Excerpted passage >>
※
Until recently, the Rosenberg, Texas pound was typical of many American shelters, killing roughly 70% of its animals. The leaders of the shelter did not see it as their responsibility to change this. Instead, staff blamed local residents for being “irresponsible” in failing to sterilize and make lifetime commitments to their pets.
Residents who opposed the killings lobbied for change. In response, the city hired a new director committed to the lifesaving programs and services collectively known as the no kill equation, which include foster care for orphaned puppies and kittens; medical treatment for sick, injured or traumatized animals; low-cost sterilization for the pets of the poor; and behavioral training to help people overcome some of the challenges that lead them to surrender their pets in the first place.
During her first year of implementing the no kill equation, Rosenberg achieved a 97% placement rate for dogs and 90% for cats, ending the killing of almost all healthy and treatable animals. That success has continued despite the pandemic. The shelter has stayed open as an essential service and, for the first time in its history, it found itself empty: having found a home or rescue group for every single animal.
In 2001, I became the director of the animal shelter in Tompkins County, New York and created the nation’s first no kill community. Hundreds of other communities have since embraced the no kill equation.
Millions of municipal shelters are now finding homes for upwards of 99% of animals, returning the term euthanasia to its dictionary definition: an act of mercy for “hopelessly sick or injured individuals.” These communities are large and small, urban and rural, red and blue, affluent and impoverished, homogenous and—like Rosenberg which is 75% Latino, Black, and Asian—diverse. The result has been a 90% drop in pound killings nationwide since the 1970s. Despite the fact that pet ownership has doubled, the number of dogs and cats killed has gone from roughly 16 million a year to less than one million. It’s been called “the single biggest success of the modern animal protection movement.”
America is a nation of animal lovers. We share our homes with 60 million cats and 80 million dogs. We talk to them, keep their pictures on our cellphones, celebrate their birthdays, travel with them, and greet them upon coming home even before saying hello to our spouses and kids. We include them in holiday festivities and take time off work to care for them when they are sick. And when it is time to say goodbye, we grieve.
※
Description of the task >>
Resume the essay on no kill animal shelters, starting right after its last sentence. The rows that come next are separate material and have no connection to the essay on no kill shelters.

Referring expression data:
※
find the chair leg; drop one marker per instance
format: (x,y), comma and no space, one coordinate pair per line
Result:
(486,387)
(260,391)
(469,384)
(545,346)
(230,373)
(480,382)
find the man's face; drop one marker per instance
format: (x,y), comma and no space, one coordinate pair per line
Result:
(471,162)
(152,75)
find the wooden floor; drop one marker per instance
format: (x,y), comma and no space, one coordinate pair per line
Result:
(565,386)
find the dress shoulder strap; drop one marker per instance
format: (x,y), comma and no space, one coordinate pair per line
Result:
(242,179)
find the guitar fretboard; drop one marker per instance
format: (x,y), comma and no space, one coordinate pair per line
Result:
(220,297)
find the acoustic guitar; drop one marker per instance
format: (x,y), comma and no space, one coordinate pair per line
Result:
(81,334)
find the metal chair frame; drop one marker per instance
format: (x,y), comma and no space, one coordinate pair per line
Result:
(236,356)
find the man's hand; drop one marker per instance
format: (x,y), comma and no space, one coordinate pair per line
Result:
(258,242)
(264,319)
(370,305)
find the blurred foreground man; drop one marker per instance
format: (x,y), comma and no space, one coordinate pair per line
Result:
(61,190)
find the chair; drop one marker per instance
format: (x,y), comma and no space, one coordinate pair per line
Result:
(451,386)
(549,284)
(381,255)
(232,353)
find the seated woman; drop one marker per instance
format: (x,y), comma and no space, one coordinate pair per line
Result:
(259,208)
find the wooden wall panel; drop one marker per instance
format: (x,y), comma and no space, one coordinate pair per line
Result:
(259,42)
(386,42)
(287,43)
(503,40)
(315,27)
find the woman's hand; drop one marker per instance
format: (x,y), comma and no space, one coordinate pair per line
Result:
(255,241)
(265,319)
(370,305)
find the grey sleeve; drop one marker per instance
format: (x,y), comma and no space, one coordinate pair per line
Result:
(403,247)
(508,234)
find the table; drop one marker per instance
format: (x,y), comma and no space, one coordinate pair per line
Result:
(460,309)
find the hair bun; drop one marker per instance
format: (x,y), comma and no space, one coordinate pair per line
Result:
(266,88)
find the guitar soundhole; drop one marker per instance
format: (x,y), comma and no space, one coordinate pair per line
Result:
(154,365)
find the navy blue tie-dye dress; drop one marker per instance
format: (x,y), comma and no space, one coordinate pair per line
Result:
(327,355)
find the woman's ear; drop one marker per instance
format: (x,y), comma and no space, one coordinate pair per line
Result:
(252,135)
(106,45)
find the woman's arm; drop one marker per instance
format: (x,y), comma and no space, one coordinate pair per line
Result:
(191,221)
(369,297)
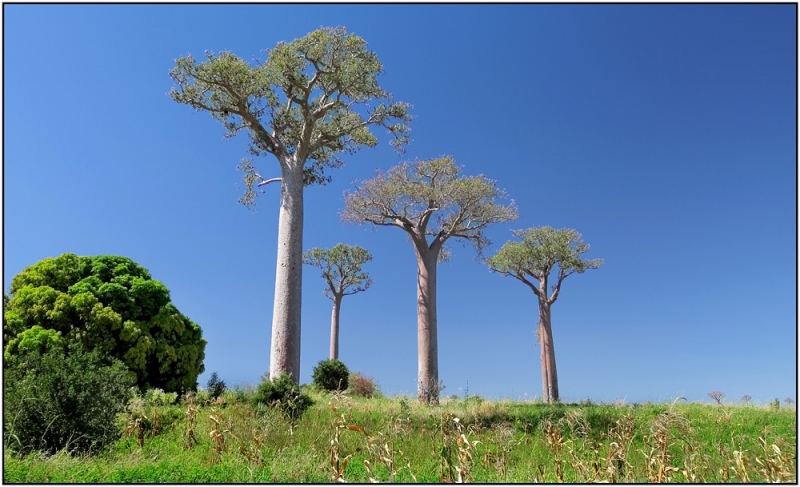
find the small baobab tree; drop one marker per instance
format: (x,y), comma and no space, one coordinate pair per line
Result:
(542,250)
(341,269)
(310,101)
(432,203)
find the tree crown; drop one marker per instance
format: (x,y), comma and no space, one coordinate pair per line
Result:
(341,268)
(541,250)
(311,100)
(430,199)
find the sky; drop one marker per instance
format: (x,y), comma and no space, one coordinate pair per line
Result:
※
Solved exercise >>
Last year, Americans spent $99 billion on their animal companions. Spending on animals is growing 50% faster than the overall retail economy. In a national poll, 96% of Americans said that we have a moral duty to protect animals and should have strong laws to do so, while three out of four believe it should be illegal for shelters to kill animals who are not suffering. Despite those things that separate us, Americans from all walks of life want to build a better world for animals.
Yet, in her recent book The Lives and Deaths of Shelter Animals, Katja Guenther claims that dogs are being killed because of “capitalism, anthroparchy, white supremacy and patriarchy.” She argues that allowing dogs to sleep inside is a privilege reserved for the white and wealthy and that policies against keeping dogs chained up in backyards are intended to oppress people of color by imposing “middle-class norms of animal keeping in which companion animals are considered family and treated accordingly,” which ignore the fact that people of color “are themselves trapped in poverty, may have few options for legitimate income generation and possibly rely on their dogs for … status.”
Unfortunately Guenther’s misguided book is gaining traction. Shelter director Kristen Hassen opines that Guenther “gets it right” in concluding that “racism, classism and the caste system are at the heart of the broken animal sheltering institution.” Arguing that laws to prevent mistreatment of dogs discriminate against “anyone in the US other than white, middle class and upper-class individuals,” Sloane Hawes, Tess Hupe and Kevin Morris of the University of Denver Institute for Human-Animal Connection cite the book in their proposal to relax enforcement of animal protection laws—a proposal that threatens to reverse decades of hard-won progress.
Intakes Reflect Service Area Demographics, Not Racism
Guenther writes that, because of racism, the overwhelming majority of the dogs who ended up at the Baldwin Park, California shelter where she worked as a volunteer had belonged to poor people of Asian and Latino heritage and, to a lesser extent, black people. But this simply reflects the demographic make up of Baldwin Park itself. When I ran a shelter in a predominantly white community—a shelter with a higher per capita intake rate than the Los Angeles County pound system of which Baldwin Park is a part—most of those who surrendered animals were white. Indeed, of all the counties in the US with a 90% or better placement rate, the one with the highest per capita intake—over five times that of Los Angeles County—is 90% white, only 3% Latino and less than 0.5% black. In other words, the ethnicity of the people who surrender animals to shelters is largely a function of demographics, not of race.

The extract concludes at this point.